Devolva, sem nenhuma alteração, o trecho do texto sobre o filme Bingo – O Rei das Manhãs que começa em "Perspectiva essa que, em" e segue até "filme de cadências.".

## Texto fornecido
┄┄┄┄┄┄┄┄┄┄
Em
entrevista ao site A.V. Club em 2015, na ocasião do relançamento de Halloween, o mestre John Carpenter
afirmava que um bom filme de terror tinha que ser...assustador. Perguntado se o
filme deveria ser assustador para ele, Carpenter respondeu que não, que o filme
deveria ser assustador para o público. Pois ele estava fazendo filmes para as
pessoas e que o público faria a carreira ou destruiria o produto final – e logo
depois relacionaria a perspectiva da plateia com o sucesso de Halloween.
Perspectiva essa que, em devidas proporções é usada em Bingo – O Rei das Manhãs.
A
fina ironia de Bingo – O Rei das Manhãs
não está na história de ascensão e queda de Augusto Mendes como o palhaço mais
querido do Brasil. Ela está na dicotomia de como Daniel Rezende rege seu
primeiro longa-metragem como diretor: uma história de perda de controle
produzida com o maior controle possível. E pela bagagem construída como editor
de filmes como A Árvore da Vida, O Ano em Que Meus Pais Saíram de Férias
e diversos trabalhos de Walter Salles, Fernando Meirelles e José Padilha,
Daniel Rezende fez um filme de cadências.
┄┄┄┄┄┄┄┄┄┄
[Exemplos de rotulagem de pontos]
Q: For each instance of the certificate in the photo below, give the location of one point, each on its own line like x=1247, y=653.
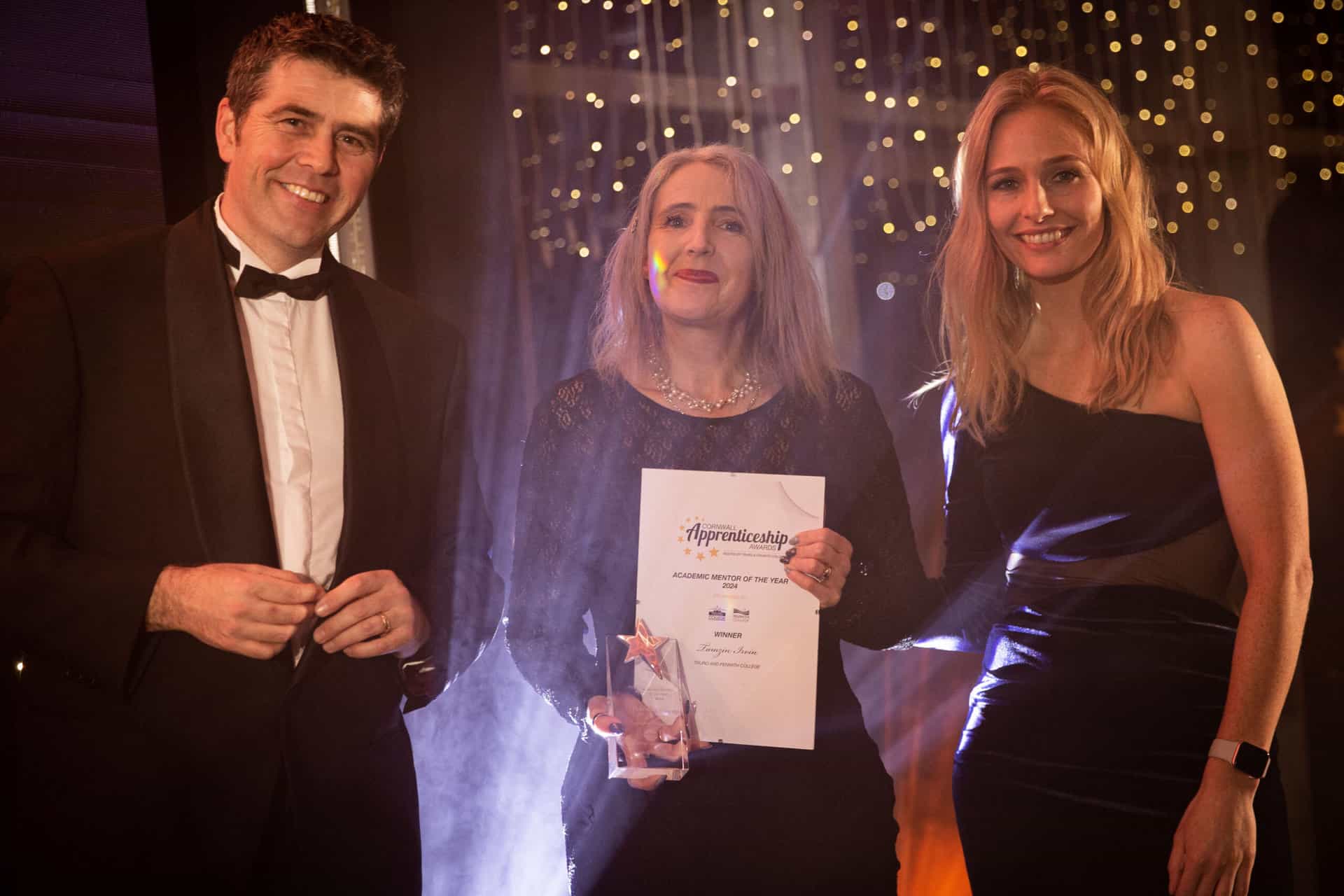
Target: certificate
x=710, y=577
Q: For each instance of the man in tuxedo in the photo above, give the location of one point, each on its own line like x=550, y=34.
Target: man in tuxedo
x=238, y=514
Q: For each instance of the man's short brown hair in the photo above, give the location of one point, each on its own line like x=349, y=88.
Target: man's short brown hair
x=336, y=43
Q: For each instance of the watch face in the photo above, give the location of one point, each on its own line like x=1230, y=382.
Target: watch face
x=1252, y=761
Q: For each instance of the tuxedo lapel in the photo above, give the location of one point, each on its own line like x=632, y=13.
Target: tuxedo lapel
x=217, y=425
x=371, y=536
x=372, y=533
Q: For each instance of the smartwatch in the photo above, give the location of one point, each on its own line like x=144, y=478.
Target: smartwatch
x=1243, y=757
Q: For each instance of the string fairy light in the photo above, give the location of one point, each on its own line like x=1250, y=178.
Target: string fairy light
x=1228, y=104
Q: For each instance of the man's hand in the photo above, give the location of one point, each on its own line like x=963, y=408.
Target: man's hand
x=241, y=608
x=371, y=614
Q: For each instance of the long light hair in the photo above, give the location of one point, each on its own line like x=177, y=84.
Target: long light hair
x=787, y=335
x=986, y=314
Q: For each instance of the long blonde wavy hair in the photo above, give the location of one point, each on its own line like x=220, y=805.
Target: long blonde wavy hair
x=986, y=315
x=787, y=335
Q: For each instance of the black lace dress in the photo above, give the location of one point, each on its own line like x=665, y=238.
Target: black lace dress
x=764, y=820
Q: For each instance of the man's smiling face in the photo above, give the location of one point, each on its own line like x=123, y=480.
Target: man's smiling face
x=300, y=160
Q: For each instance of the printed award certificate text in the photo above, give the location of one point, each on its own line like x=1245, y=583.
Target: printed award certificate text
x=710, y=577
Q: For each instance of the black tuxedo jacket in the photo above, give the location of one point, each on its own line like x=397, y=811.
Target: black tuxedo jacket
x=130, y=444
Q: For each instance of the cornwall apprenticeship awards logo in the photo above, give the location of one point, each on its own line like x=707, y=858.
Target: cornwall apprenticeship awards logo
x=707, y=540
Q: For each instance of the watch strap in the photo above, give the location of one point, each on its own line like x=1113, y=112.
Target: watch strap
x=1242, y=755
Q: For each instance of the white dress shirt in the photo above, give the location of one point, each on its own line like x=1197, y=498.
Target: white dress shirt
x=290, y=354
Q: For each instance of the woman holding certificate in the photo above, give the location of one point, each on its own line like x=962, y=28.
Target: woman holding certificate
x=713, y=354
x=1116, y=445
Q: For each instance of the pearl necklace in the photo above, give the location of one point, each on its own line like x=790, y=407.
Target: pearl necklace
x=679, y=399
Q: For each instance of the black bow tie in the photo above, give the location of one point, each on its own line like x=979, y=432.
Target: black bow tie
x=255, y=284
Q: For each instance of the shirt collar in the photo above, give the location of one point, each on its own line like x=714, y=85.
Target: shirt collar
x=248, y=258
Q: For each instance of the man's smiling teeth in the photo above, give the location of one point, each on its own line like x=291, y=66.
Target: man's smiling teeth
x=1040, y=239
x=302, y=192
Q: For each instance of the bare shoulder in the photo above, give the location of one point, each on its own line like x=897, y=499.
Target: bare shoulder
x=1215, y=336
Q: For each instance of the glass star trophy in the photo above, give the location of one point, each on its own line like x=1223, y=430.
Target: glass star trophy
x=645, y=691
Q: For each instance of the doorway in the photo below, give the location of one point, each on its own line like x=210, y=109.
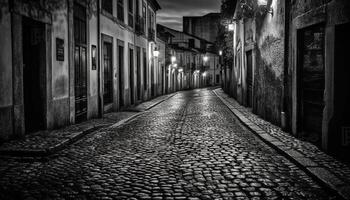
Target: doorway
x=249, y=78
x=121, y=72
x=34, y=74
x=108, y=73
x=80, y=65
x=340, y=137
x=131, y=74
x=311, y=83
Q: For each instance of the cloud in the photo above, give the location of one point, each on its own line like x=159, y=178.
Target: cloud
x=173, y=10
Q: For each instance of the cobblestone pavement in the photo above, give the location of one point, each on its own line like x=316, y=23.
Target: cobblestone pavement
x=341, y=170
x=188, y=147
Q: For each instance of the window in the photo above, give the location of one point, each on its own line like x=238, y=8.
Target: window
x=107, y=5
x=120, y=10
x=144, y=16
x=131, y=13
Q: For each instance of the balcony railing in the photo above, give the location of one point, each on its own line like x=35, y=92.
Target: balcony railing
x=151, y=34
x=139, y=25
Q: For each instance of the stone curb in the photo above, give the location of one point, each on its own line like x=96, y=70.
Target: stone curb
x=75, y=137
x=319, y=173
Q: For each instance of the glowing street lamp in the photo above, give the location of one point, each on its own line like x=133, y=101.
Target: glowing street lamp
x=173, y=59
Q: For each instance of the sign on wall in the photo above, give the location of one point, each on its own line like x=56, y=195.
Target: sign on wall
x=59, y=49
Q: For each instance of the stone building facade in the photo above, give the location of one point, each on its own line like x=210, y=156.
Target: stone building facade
x=289, y=67
x=63, y=62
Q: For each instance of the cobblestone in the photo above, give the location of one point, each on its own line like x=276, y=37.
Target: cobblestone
x=341, y=170
x=189, y=147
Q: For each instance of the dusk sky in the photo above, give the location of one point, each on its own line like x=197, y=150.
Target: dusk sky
x=173, y=10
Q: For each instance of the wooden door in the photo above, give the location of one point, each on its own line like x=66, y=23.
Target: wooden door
x=121, y=72
x=34, y=74
x=80, y=65
x=249, y=78
x=312, y=82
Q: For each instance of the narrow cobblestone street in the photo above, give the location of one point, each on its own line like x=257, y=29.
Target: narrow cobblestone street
x=188, y=147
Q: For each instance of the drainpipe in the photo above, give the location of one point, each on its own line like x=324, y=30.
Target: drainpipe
x=284, y=114
x=100, y=106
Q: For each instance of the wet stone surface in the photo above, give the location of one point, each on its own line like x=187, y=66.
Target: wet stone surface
x=188, y=147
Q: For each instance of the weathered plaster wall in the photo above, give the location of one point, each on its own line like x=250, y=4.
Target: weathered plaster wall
x=268, y=76
x=6, y=100
x=59, y=115
x=304, y=14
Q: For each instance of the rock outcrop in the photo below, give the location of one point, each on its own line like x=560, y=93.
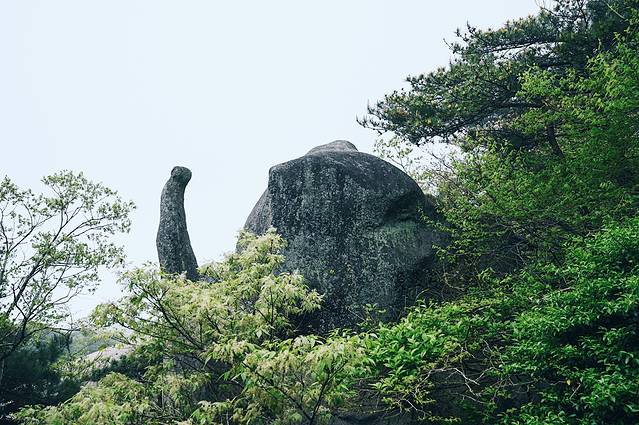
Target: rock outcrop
x=355, y=229
x=173, y=243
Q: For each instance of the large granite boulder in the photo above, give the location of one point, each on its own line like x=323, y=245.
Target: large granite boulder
x=172, y=241
x=355, y=229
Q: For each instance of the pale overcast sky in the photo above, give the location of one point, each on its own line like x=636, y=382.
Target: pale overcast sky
x=123, y=90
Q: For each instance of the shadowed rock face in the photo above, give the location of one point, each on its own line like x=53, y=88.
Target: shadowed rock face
x=173, y=244
x=354, y=230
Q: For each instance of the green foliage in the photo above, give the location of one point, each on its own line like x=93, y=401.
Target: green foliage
x=538, y=196
x=51, y=249
x=33, y=376
x=219, y=350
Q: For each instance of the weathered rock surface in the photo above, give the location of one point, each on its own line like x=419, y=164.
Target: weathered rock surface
x=354, y=228
x=173, y=243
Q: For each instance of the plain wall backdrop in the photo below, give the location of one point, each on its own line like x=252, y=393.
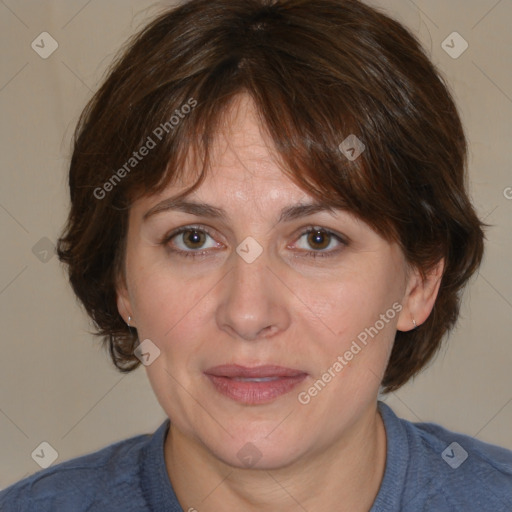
┄┄┄┄┄┄┄┄┄┄
## Resultado da tarefa
Perspectiva essa que, em devidas proporções é usada em Bingo – O Rei das Manhãs.
A
fina ironia de Bingo – O Rei das Manhãs
não está na história de ascensão e queda de Augusto Mendes como o palhaço mais
querido do Brasil. Ela está na dicotomia de como Daniel Rezende rege seu
primeiro longa-metragem como diretor: uma história de perda de controle
produzida com o maior controle possível. E pela bagagem construída como editor
de filmes como A Árvore da Vida, O Ano em Que Meus Pais Saíram de Férias
e diversos trabalhos de Walter Salles, Fernando Meirelles e José Padilha,
Daniel Rezende fez um filme de cadências.